DIRECTIONS -
Will you restate verbatim the lines running from the line with "the white business" to the end of the data, leaving out everything else?

Point labeling dataset excerpts -
------------------------------------------------------------
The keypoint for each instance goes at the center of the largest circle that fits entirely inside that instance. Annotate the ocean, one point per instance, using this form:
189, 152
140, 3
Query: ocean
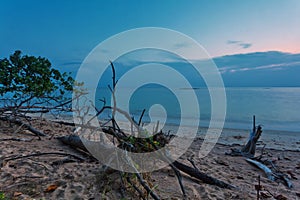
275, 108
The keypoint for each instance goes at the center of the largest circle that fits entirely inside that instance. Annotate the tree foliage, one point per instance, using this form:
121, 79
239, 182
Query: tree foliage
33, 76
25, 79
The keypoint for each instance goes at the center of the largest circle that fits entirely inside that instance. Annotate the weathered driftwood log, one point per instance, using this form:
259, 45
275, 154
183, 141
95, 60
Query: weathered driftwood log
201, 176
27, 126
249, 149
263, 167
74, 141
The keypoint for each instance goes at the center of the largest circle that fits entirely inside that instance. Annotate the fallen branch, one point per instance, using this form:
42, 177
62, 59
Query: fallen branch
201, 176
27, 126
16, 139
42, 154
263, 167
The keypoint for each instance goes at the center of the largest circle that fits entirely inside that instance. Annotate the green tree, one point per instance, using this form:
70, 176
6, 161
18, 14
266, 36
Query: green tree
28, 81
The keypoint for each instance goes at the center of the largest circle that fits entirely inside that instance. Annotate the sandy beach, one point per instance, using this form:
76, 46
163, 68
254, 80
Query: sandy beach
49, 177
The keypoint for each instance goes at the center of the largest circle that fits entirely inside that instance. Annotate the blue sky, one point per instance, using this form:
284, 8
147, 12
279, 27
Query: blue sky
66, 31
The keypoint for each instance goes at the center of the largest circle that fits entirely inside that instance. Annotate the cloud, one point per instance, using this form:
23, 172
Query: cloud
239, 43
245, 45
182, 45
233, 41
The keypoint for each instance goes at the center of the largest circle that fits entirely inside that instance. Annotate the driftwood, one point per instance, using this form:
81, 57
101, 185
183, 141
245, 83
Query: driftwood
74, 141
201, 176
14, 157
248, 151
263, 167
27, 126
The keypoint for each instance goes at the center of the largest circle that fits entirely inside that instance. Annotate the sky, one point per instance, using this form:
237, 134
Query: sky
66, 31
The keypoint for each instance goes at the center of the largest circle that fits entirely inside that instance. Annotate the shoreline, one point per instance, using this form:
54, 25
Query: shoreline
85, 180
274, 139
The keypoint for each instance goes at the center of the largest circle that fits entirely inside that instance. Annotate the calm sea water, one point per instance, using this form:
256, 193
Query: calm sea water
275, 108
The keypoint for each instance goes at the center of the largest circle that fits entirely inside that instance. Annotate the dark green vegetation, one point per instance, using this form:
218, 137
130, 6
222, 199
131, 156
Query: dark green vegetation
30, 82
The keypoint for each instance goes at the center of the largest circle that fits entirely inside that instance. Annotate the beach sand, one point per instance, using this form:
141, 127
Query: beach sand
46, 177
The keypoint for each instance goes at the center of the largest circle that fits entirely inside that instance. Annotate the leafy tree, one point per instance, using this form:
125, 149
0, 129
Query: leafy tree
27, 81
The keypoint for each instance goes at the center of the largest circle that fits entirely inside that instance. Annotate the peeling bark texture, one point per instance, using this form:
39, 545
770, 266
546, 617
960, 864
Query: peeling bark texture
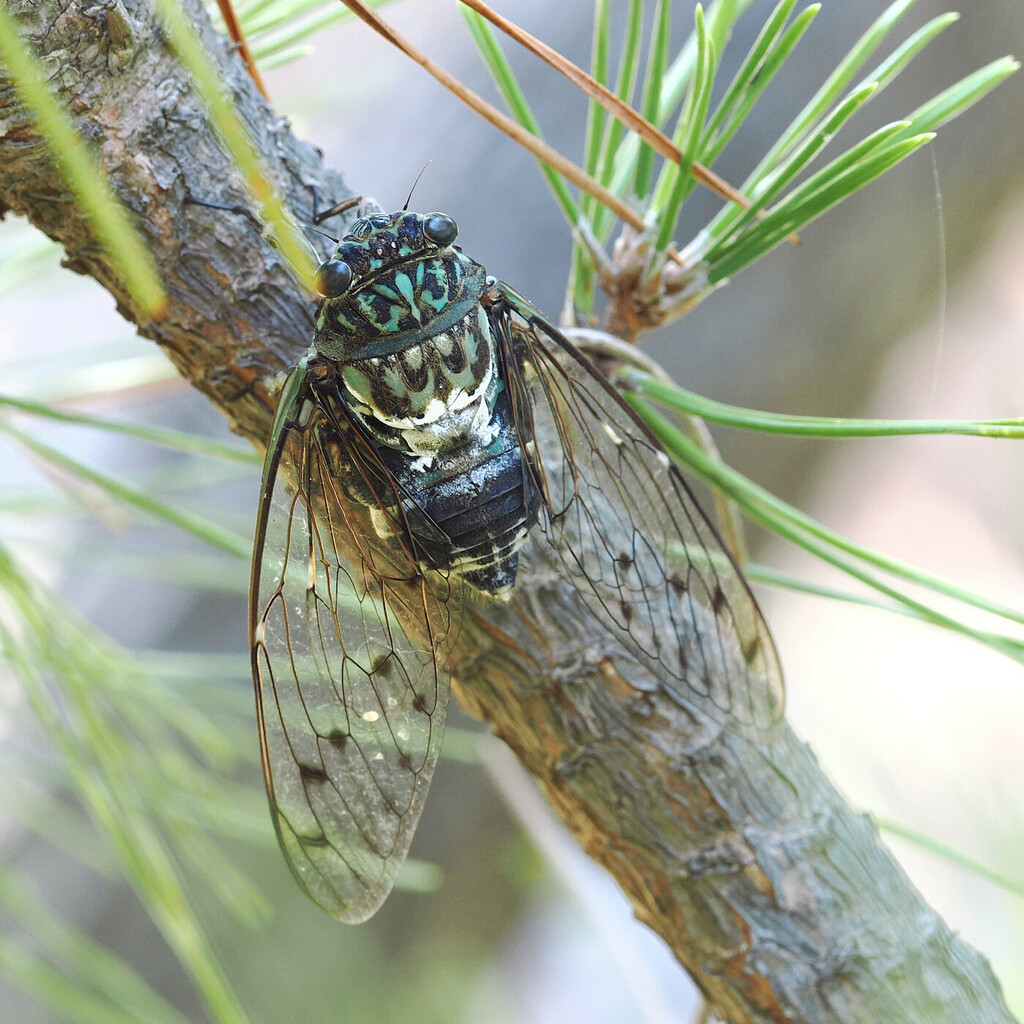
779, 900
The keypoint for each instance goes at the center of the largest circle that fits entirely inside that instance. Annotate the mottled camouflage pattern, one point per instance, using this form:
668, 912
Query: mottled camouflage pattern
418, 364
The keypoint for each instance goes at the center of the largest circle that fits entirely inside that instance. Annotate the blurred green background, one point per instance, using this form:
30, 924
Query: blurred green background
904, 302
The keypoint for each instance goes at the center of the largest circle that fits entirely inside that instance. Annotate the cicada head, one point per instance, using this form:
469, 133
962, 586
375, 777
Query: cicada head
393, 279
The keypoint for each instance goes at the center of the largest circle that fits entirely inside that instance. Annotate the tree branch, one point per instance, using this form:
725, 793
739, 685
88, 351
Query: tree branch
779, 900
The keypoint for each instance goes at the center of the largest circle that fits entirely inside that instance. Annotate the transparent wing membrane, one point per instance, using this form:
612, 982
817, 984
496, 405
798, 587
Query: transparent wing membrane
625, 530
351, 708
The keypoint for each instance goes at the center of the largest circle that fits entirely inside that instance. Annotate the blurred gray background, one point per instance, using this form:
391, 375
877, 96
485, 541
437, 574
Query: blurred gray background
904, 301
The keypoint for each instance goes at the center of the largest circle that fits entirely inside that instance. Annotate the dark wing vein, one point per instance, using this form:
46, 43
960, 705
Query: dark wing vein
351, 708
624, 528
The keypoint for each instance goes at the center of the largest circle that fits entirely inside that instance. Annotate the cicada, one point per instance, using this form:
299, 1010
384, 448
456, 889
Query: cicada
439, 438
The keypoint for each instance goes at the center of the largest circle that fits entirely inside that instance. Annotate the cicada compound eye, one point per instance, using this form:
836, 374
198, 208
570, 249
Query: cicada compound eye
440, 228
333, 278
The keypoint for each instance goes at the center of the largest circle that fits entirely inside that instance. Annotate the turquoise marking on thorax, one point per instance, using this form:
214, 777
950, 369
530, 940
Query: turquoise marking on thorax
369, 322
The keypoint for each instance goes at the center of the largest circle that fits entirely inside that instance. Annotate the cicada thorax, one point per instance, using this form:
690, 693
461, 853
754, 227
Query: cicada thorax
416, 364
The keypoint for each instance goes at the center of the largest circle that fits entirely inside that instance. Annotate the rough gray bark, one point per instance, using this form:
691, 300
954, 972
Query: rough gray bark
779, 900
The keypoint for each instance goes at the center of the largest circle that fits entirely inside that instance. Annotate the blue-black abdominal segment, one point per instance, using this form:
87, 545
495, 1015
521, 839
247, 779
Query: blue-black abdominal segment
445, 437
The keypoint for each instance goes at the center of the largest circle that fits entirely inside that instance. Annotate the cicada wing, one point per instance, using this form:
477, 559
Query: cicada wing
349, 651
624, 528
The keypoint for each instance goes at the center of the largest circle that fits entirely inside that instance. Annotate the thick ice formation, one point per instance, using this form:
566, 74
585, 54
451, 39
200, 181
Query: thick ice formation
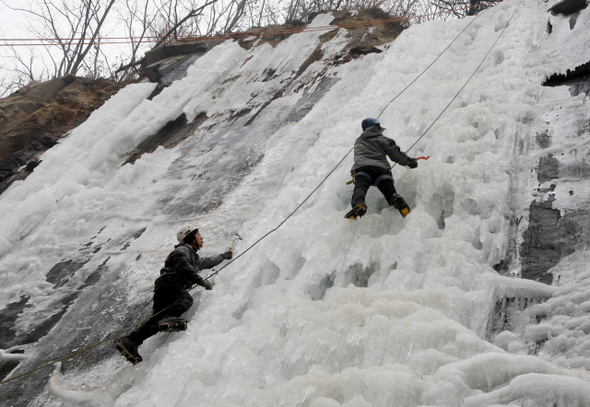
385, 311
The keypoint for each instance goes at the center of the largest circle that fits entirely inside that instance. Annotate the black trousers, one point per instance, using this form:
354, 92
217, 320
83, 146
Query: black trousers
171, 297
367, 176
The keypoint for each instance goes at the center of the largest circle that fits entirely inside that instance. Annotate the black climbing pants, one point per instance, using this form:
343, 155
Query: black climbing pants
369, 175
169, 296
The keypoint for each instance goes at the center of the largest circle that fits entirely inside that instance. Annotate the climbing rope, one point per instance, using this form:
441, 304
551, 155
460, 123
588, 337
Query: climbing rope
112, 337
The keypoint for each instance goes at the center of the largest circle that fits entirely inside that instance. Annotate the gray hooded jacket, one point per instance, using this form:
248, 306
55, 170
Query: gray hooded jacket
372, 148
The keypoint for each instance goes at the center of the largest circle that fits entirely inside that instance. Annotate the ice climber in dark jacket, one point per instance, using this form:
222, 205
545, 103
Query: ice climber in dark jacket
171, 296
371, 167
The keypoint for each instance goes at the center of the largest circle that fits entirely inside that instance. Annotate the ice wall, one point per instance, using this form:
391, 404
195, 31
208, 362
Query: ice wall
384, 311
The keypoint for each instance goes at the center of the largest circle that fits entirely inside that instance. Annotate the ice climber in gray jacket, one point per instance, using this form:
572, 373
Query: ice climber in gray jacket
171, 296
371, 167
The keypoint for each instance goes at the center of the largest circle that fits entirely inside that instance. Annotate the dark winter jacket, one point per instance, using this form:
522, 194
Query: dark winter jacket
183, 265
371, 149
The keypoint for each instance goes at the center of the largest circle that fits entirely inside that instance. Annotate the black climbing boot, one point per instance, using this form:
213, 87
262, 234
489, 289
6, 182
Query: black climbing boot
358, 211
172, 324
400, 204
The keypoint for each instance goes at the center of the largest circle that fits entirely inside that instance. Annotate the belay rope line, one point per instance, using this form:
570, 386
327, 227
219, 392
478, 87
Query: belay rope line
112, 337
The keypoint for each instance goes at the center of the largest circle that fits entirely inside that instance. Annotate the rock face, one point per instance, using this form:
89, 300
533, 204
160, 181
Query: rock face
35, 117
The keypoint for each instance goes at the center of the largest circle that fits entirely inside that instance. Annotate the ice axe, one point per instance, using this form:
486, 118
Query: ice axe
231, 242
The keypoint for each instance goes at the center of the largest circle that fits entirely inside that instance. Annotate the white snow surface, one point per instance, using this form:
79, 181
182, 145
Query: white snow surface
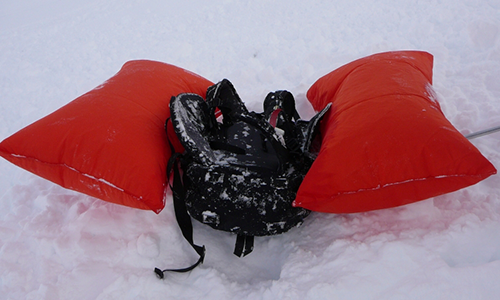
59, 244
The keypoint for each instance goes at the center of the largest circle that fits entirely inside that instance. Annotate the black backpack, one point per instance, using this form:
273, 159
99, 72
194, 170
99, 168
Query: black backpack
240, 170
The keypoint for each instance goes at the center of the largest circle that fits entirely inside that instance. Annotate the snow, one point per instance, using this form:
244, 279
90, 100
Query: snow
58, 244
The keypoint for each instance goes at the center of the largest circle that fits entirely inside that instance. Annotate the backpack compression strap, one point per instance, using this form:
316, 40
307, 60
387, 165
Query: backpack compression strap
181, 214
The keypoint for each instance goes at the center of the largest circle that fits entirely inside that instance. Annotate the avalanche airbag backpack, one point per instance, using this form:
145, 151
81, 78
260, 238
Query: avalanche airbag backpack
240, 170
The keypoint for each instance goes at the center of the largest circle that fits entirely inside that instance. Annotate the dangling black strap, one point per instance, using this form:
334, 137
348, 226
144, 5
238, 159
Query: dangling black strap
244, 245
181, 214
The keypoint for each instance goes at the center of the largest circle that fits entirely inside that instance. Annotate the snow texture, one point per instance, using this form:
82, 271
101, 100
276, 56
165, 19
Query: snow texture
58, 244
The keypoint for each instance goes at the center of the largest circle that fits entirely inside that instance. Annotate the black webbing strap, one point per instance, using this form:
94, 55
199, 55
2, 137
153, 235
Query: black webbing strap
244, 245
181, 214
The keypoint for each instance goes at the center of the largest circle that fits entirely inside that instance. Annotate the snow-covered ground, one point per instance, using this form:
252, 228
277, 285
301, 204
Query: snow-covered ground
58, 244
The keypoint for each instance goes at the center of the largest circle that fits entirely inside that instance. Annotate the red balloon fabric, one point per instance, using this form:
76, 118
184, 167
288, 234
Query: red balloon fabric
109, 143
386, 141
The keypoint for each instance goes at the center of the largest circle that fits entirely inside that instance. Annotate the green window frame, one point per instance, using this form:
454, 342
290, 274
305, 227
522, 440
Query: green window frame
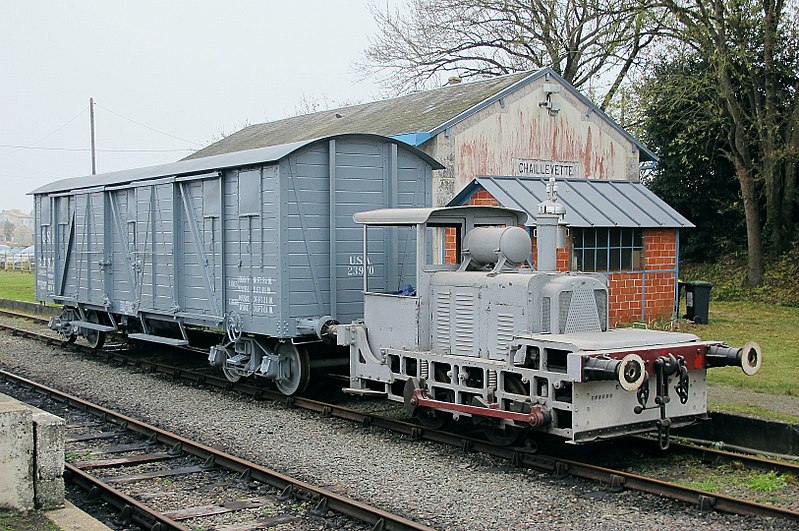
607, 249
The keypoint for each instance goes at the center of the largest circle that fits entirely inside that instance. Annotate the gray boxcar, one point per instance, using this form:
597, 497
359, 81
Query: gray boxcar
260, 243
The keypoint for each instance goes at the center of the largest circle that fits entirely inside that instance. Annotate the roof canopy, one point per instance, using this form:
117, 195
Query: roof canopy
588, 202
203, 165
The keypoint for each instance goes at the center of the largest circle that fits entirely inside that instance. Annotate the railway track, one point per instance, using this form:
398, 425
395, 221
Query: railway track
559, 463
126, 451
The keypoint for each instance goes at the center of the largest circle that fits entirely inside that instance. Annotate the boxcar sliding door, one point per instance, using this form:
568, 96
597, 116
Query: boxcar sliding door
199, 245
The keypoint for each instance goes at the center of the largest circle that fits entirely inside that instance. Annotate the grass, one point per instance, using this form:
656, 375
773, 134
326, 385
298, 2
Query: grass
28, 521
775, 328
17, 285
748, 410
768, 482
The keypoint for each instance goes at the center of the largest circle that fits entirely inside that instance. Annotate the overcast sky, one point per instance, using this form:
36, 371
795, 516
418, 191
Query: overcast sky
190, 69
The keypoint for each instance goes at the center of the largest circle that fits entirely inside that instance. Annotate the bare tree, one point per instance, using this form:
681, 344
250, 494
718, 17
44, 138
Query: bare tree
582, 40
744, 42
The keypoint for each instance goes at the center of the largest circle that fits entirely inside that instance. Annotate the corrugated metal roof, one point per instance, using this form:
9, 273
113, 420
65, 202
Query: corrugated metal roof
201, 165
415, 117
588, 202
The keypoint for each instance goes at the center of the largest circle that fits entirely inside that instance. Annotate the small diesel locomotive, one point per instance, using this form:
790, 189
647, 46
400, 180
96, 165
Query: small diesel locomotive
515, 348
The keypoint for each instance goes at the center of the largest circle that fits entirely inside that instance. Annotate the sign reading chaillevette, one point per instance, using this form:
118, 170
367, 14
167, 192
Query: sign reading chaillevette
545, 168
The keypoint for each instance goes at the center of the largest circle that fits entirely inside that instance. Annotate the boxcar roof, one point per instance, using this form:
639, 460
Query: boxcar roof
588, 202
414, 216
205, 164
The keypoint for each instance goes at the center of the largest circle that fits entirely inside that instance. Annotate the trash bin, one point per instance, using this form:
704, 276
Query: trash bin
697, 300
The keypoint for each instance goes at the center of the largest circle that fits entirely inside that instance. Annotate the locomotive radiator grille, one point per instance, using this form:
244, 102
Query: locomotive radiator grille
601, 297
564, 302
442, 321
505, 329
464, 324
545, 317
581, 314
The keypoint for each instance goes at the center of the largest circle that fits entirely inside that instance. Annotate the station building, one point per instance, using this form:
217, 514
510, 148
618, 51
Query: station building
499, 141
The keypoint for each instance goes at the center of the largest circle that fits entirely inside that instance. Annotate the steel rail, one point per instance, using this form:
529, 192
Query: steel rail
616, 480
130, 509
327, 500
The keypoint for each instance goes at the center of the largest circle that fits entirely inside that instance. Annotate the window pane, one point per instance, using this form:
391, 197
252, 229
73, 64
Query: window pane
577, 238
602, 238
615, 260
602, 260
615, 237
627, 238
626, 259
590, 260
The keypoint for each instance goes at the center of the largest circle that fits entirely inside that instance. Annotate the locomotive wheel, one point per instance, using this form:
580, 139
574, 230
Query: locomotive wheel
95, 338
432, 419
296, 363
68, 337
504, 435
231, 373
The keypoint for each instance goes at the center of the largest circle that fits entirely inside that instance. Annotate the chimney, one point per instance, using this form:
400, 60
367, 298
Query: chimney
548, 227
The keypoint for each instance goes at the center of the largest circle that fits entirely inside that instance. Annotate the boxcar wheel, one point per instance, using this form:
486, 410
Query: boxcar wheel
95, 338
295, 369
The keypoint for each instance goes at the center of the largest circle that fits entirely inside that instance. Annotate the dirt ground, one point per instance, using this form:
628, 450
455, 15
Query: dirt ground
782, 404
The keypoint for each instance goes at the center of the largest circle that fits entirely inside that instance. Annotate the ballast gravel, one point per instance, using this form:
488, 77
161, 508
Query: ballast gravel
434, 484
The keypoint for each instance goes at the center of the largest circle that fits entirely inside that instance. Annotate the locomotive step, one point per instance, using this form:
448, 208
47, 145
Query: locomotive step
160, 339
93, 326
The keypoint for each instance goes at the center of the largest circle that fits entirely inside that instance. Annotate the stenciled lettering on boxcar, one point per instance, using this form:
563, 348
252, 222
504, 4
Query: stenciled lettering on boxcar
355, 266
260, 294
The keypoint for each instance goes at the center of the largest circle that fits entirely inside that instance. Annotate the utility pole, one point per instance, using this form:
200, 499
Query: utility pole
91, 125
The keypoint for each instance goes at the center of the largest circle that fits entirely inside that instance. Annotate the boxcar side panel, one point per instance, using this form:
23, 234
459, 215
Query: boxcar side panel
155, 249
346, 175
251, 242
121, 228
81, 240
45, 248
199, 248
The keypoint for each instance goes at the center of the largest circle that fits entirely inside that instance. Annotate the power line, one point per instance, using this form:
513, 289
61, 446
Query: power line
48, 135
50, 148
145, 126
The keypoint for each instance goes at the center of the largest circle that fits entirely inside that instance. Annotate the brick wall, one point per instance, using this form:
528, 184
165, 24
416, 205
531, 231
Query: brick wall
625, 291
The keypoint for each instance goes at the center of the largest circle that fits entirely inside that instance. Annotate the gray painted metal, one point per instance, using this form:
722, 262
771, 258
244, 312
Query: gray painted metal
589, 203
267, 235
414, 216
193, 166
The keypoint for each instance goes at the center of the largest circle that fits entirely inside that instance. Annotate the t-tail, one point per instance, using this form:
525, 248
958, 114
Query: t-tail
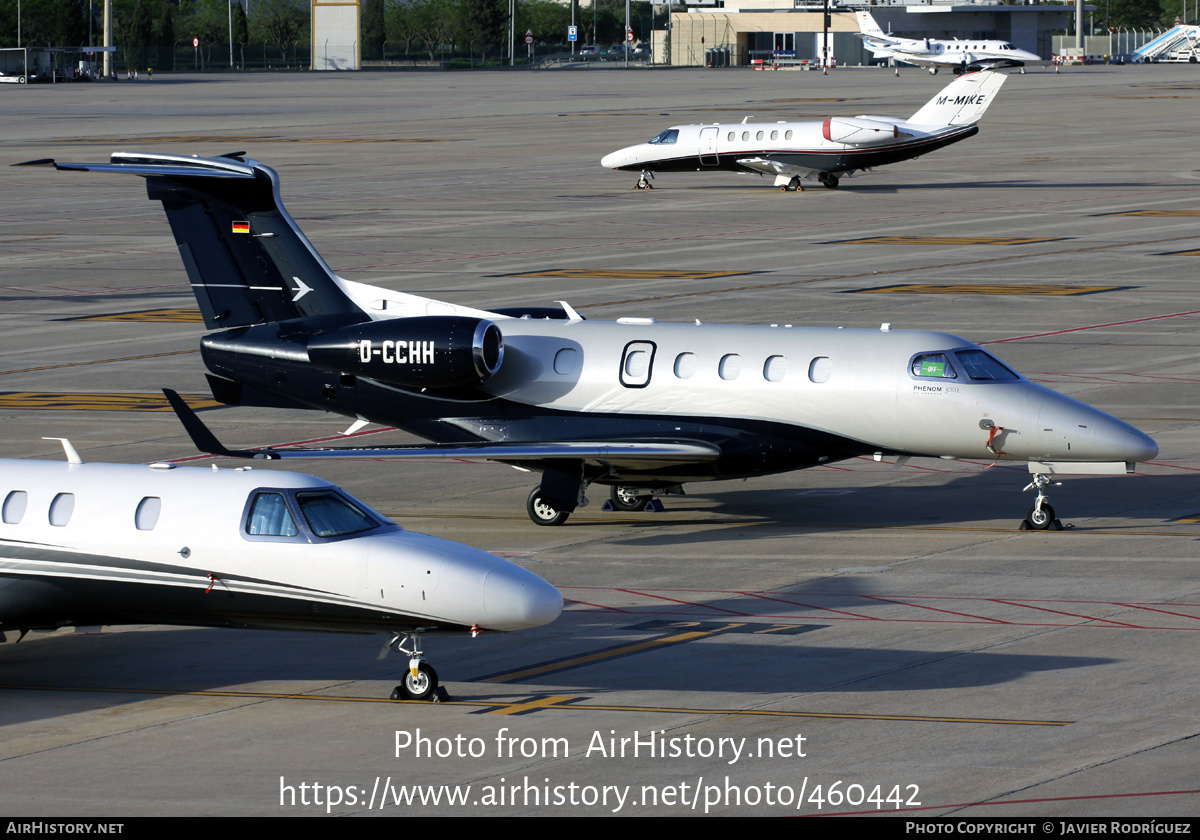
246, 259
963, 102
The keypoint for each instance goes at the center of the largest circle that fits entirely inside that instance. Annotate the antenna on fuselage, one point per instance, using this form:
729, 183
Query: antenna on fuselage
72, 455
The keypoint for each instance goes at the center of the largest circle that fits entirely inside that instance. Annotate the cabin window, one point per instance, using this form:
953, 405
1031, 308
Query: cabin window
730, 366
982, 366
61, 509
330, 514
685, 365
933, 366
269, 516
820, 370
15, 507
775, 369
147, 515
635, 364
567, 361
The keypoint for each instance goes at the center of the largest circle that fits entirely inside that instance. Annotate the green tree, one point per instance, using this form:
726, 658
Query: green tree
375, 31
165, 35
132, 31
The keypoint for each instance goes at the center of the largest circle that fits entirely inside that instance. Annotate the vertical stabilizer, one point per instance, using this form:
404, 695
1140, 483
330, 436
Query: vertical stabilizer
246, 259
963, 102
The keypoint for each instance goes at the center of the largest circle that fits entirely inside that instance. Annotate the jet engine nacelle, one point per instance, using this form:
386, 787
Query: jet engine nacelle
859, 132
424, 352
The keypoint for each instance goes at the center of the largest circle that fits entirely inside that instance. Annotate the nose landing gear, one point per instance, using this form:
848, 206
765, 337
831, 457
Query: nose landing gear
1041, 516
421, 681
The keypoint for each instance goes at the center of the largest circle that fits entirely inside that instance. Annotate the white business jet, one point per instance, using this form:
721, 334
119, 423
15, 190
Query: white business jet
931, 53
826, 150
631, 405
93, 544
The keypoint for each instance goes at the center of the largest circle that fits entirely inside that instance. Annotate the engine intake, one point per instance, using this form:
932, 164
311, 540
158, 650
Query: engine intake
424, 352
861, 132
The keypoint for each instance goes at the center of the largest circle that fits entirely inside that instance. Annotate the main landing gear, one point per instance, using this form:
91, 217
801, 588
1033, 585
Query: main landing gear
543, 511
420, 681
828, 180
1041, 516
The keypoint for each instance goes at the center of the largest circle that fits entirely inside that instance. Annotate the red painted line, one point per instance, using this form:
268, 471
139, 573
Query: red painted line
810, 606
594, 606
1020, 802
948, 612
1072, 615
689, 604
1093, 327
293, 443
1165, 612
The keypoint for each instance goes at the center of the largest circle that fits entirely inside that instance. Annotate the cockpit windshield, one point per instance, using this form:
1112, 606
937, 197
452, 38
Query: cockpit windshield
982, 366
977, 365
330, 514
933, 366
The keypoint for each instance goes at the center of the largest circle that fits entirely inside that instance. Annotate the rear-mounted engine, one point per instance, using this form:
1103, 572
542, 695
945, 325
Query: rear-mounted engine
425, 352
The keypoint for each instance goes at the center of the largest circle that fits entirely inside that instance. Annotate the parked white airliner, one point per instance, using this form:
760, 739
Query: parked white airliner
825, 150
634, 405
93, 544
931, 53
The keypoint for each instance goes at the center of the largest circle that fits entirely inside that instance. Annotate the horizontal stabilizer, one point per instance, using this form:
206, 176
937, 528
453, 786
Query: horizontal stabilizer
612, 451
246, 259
------------------------------------------------------------
TASK RESULT -
The keypoint for each instance goes at the center of the largest circle that fits entirely inside that instance. Annotate the white business jet, one point per instance, using this form:
721, 334
119, 423
15, 190
Query: white business jet
931, 53
826, 150
631, 405
93, 544
The keypoint for each instance goes at the center of the largest circle that fits entirely inside that instance. Annotate the engine intake, one point per instance, using this form:
932, 164
311, 540
158, 650
Query: engine intake
424, 352
861, 132
The keypoint for each instance goes at the center of the largest circle that fits entirely inside that instance. Annotate the main landing gear, one point per instance, using this form:
91, 217
801, 588
1033, 585
Query: main landing gear
543, 511
420, 681
828, 180
1041, 516
The keypoint for each instance goes at the center of the largest circle that fits entirely inside that instance. Annotate the red painted line, one point per instance, using this form:
268, 471
139, 573
Query: red painted line
810, 606
594, 606
1020, 802
948, 612
1072, 615
689, 604
1093, 327
293, 443
1165, 612
The keypoint for each instance goes at the center of the largest circle that fits entirely inside that instance. Annotate the cockpit windshield, one point per instance, using this form:
1112, 606
937, 197
452, 38
Query: cockpit windshield
982, 366
977, 365
330, 514
933, 366
The keypoint for each instance goes at the center of the largest circle that fits entirely inside that instance. Annotate the rear-mounted engine, one point per instance, using this form:
1103, 572
542, 695
945, 325
Query: rear-mounted engine
425, 352
The keypoint for each instance goes at the center of the largest circle that fits entirely inside that instance. Annotate the parked white airliner, one point per instance, using this form:
760, 739
Query: parked white airliner
825, 150
634, 405
93, 544
931, 53
The keypoint for each instance goes at the center of the largest circle that fits entirely inside that instance. Annotate the horizontal stabilizer, one point per instance, using this form:
206, 176
937, 528
453, 786
Query: horizontal stabilizer
612, 451
246, 259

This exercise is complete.